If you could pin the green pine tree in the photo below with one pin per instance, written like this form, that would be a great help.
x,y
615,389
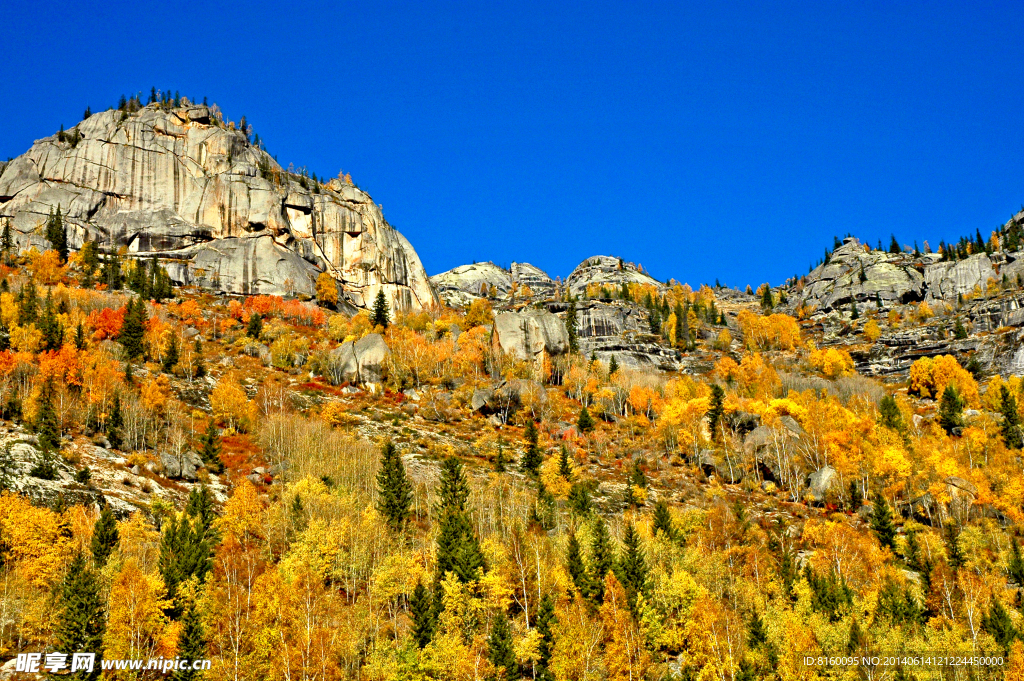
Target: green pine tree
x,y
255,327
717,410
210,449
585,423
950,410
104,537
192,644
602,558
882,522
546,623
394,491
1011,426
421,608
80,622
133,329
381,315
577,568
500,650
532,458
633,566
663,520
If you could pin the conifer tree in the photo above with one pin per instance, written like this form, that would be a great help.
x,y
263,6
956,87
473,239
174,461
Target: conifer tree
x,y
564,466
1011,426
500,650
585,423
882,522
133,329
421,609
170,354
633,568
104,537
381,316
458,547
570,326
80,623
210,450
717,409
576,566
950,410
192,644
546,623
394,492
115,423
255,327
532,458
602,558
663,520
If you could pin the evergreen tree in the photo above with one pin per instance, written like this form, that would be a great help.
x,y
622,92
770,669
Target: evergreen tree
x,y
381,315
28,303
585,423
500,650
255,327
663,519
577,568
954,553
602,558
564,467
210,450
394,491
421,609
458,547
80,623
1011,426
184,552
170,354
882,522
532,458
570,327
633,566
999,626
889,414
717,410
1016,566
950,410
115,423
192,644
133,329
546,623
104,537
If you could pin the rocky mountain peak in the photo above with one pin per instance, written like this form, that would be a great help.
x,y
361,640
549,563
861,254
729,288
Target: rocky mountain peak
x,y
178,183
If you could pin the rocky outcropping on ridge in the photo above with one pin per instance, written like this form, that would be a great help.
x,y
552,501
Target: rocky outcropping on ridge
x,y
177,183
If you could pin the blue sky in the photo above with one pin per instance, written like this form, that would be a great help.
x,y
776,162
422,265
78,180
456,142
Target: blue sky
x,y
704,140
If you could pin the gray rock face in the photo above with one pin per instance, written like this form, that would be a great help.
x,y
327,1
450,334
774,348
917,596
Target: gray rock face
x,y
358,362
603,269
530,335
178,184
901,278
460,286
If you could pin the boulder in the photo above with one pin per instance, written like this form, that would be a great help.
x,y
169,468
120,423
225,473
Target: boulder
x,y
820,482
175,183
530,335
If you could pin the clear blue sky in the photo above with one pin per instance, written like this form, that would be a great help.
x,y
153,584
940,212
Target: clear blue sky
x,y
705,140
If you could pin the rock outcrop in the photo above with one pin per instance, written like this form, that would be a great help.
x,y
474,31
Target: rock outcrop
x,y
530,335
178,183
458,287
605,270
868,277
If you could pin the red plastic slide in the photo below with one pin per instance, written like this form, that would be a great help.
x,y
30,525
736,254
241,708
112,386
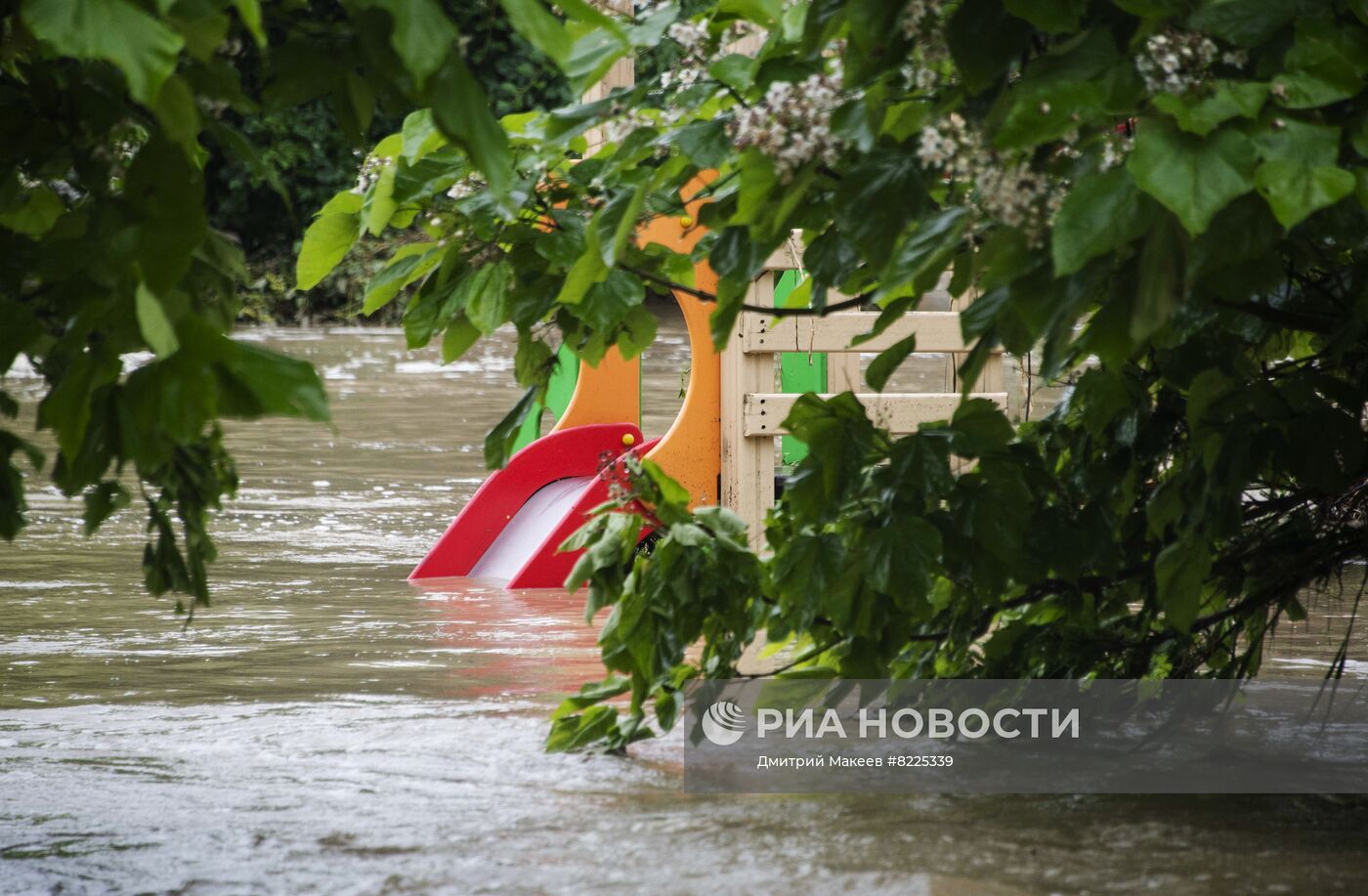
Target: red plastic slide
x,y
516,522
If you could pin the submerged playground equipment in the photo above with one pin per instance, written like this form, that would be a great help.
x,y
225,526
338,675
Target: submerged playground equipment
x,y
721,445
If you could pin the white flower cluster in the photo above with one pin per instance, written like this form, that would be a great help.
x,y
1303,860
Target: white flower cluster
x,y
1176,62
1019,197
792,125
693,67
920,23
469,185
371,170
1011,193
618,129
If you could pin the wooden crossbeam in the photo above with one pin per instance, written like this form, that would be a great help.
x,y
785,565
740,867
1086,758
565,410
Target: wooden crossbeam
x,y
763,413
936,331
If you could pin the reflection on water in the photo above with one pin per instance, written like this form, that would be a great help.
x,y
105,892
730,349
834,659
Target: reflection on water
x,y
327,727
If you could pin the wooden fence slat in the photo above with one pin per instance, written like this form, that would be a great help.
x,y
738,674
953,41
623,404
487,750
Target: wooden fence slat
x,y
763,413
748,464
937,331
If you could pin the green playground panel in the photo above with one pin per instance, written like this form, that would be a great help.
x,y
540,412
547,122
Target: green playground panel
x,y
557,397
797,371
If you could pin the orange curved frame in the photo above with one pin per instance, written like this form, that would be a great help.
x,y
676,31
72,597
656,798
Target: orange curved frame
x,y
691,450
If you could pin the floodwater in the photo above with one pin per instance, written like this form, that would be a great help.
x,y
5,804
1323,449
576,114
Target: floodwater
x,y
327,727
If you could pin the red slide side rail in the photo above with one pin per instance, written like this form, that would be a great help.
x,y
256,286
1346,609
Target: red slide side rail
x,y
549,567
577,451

==

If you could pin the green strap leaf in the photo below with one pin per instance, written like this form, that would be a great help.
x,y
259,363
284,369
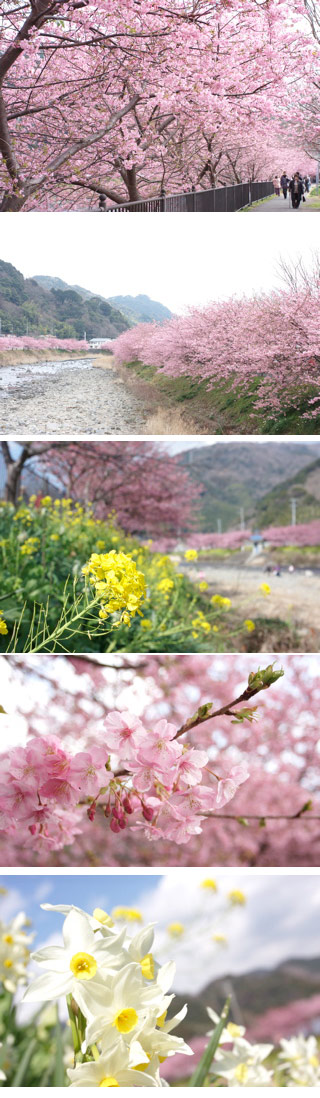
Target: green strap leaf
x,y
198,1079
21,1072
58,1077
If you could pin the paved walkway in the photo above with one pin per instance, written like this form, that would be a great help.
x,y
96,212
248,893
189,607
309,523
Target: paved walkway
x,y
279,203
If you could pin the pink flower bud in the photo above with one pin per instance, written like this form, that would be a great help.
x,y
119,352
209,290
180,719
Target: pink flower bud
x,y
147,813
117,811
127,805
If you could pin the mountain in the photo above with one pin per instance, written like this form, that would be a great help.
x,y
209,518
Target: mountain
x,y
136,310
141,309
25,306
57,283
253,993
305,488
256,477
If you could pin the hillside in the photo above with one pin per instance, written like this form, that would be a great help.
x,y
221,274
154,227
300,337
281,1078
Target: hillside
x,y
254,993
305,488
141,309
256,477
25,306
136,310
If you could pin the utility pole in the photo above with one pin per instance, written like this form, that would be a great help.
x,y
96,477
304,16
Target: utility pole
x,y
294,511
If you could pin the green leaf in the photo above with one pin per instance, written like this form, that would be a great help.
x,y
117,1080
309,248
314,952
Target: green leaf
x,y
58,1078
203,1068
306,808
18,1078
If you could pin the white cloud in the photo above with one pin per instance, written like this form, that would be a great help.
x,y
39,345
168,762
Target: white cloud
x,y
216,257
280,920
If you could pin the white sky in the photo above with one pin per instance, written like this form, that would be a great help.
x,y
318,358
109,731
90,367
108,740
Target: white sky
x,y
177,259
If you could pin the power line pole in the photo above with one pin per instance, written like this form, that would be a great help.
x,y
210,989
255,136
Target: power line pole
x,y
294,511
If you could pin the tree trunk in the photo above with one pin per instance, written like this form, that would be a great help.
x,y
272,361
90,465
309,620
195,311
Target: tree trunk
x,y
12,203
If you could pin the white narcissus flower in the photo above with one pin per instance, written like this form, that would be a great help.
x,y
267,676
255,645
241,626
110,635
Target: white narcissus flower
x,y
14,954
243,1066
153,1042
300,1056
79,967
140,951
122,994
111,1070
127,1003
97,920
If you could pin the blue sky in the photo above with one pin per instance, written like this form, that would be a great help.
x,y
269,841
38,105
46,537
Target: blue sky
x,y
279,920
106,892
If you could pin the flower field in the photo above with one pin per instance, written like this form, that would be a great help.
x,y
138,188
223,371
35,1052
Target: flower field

...

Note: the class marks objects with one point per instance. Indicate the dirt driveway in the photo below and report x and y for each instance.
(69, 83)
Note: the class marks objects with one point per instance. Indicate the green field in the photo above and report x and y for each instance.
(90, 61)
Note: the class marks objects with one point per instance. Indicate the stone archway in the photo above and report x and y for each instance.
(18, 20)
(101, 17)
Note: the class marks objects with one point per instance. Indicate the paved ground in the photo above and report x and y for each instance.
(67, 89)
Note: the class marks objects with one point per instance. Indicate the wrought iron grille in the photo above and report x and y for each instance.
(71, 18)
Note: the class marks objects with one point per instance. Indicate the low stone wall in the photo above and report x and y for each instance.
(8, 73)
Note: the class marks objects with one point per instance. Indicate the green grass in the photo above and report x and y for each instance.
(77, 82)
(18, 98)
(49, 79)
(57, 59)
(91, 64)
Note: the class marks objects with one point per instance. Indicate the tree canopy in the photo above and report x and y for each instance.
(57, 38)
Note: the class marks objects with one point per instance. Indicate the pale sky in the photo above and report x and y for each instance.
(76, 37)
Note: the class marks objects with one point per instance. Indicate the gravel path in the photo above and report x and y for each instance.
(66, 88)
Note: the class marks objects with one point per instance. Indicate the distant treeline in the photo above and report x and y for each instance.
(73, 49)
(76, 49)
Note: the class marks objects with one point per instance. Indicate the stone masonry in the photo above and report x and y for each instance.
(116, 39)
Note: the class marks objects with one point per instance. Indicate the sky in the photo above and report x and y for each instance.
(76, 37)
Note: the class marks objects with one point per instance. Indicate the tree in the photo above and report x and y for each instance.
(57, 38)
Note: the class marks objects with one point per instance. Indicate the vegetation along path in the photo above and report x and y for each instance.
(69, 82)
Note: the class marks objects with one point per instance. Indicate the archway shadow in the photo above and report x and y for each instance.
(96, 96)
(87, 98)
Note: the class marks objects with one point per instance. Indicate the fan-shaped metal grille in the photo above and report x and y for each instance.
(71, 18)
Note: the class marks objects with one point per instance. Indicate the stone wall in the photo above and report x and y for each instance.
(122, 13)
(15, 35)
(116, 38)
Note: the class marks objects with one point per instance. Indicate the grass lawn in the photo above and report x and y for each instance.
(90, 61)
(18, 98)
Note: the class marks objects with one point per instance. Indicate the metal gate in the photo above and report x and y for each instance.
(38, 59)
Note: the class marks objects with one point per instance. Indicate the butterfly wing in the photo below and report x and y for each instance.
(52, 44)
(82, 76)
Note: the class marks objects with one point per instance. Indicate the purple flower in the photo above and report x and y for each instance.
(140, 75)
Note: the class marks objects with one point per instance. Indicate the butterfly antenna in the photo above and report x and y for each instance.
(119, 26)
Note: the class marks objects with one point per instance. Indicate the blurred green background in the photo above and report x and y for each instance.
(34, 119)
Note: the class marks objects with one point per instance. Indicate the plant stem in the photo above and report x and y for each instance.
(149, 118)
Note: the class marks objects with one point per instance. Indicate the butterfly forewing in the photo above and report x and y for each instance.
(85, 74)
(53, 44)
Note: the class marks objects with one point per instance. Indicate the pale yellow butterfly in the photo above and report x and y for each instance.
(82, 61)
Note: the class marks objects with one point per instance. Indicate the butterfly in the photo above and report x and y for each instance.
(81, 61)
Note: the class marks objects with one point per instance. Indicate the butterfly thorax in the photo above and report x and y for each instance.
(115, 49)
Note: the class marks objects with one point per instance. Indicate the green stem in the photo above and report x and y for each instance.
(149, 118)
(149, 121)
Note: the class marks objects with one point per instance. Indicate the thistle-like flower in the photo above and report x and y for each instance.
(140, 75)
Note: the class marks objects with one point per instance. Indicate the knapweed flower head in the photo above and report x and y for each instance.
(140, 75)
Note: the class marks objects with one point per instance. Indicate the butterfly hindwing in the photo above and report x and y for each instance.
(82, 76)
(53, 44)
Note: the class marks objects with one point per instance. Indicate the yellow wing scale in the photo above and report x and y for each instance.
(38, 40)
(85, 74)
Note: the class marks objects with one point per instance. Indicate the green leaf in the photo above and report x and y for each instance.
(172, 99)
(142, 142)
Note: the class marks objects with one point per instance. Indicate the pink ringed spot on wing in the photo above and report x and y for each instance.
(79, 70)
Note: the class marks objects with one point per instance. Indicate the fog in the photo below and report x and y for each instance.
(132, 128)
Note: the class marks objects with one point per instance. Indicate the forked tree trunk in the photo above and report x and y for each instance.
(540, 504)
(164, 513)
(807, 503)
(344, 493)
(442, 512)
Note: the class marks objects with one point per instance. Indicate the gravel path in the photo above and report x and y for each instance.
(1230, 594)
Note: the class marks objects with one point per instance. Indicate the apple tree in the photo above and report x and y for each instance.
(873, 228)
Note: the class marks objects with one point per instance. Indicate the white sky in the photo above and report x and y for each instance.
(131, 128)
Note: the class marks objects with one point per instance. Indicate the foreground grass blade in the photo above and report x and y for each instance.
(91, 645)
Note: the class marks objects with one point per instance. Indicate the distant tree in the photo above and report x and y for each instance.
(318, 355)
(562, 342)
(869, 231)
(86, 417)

* [Goal]: Extract each line of the data above that contains the string "flower". The match is case-sensitive.

* [The reply]:
If you could pin the white flower cluster in the photo above with one pin per instance, written like this form, that would be a great help.
Target: white flower cluster
If you could pin the pink flower bud in the photo above with one pin per instance, written like this form, that would be a great help.
Target: pink flower bud
If you could pin the white narcissus flower in the photo above with one pin per instance, written like this form, that would be a great help.
Target: white narcissus flower
If you could pin the flower field in the photo above with one pin per instance, written like this form, that would be a great help.
Target: flower field
Note: the class marks objects with one point per instance. Indicate the purple flower in the photo above and report x and y for each instance.
Note: the class marks objects with one point per instance. Indicate the thistle-like flower in the photo above and report x and y for each instance.
Note: the class marks objects with one point per instance. Indicate the knapweed flower head in the photo above and report x and y for each instance.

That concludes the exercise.